WORK TO DO: Reproduce the rows between the lines containing "Q: For every instance of the navy" and "x=207, y=273", inclusive, replacing "navy suit jacket" with "dark blue suit jacket" and leaving everything else unchanged.

SUPPLIED RECORDS:

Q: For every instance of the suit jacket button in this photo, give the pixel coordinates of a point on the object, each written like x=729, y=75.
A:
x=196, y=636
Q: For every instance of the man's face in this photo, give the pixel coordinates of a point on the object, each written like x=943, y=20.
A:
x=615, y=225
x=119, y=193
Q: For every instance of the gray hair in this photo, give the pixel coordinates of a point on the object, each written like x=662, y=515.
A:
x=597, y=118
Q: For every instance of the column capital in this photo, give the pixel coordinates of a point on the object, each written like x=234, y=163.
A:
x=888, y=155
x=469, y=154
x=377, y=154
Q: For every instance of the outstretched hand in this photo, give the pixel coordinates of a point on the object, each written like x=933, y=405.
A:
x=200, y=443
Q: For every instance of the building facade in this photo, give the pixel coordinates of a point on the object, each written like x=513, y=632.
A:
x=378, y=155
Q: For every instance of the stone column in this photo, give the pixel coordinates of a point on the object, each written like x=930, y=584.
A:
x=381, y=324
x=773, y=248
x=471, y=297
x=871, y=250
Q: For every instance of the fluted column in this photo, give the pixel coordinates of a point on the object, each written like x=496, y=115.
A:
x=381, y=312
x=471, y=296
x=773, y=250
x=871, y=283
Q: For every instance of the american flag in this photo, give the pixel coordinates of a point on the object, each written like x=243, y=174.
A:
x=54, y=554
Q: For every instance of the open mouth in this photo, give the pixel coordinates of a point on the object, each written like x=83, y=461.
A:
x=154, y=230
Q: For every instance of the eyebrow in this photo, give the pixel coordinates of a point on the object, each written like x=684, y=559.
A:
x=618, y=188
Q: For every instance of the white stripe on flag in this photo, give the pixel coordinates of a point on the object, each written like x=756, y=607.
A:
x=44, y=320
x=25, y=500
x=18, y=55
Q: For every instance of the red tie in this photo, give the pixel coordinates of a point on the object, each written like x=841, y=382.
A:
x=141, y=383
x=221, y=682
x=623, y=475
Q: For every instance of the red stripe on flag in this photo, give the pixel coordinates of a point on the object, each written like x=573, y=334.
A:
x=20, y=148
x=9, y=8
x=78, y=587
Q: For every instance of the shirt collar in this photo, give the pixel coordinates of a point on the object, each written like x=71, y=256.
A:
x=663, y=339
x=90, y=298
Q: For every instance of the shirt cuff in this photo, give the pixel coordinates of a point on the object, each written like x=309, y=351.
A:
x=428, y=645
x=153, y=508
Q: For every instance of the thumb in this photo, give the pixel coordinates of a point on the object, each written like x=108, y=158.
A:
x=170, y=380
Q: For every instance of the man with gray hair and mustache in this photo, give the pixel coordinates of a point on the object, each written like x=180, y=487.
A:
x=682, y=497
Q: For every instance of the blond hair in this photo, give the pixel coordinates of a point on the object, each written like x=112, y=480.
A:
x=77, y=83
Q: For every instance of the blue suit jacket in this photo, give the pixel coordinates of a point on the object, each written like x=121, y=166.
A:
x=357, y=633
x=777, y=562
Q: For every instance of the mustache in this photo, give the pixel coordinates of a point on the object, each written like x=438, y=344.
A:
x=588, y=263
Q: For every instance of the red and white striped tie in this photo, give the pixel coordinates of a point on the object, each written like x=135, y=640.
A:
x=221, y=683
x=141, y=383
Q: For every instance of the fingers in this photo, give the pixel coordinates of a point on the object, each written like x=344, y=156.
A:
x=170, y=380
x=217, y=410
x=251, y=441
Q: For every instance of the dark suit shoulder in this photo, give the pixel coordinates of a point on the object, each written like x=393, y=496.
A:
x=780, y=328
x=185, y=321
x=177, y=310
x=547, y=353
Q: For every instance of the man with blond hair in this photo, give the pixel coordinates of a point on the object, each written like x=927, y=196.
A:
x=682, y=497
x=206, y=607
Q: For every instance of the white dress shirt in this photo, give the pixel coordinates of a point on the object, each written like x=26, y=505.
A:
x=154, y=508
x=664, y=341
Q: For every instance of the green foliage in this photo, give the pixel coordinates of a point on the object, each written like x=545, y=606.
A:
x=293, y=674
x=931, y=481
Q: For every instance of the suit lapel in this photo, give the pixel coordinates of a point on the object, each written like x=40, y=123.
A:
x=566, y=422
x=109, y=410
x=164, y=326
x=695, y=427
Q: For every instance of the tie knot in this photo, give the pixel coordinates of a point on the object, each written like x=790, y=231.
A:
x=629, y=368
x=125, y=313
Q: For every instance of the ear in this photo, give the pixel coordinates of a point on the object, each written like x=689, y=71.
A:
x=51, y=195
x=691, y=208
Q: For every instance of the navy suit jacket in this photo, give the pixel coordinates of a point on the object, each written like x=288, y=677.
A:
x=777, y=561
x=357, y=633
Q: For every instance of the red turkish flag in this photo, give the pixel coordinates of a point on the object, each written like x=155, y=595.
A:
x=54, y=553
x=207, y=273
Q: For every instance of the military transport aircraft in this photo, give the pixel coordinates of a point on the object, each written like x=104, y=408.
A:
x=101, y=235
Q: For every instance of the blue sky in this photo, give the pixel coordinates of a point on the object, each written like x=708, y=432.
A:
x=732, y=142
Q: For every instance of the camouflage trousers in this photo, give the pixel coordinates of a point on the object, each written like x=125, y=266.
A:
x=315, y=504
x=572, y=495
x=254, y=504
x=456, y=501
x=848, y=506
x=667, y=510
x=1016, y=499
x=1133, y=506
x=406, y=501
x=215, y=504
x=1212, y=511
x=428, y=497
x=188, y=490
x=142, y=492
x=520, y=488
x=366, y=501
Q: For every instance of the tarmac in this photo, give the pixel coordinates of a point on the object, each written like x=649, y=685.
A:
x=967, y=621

RESPONSE:
Q: For every instance of the dark blue suit jacket in this photo, give the pixel coordinates of a point on the object, each written like x=288, y=677.
A:
x=777, y=561
x=357, y=633
Q: For every instance of the red turkish flag in this photo, give the pixel coordinates of a point on the object, each written like x=155, y=595.
A:
x=54, y=553
x=207, y=273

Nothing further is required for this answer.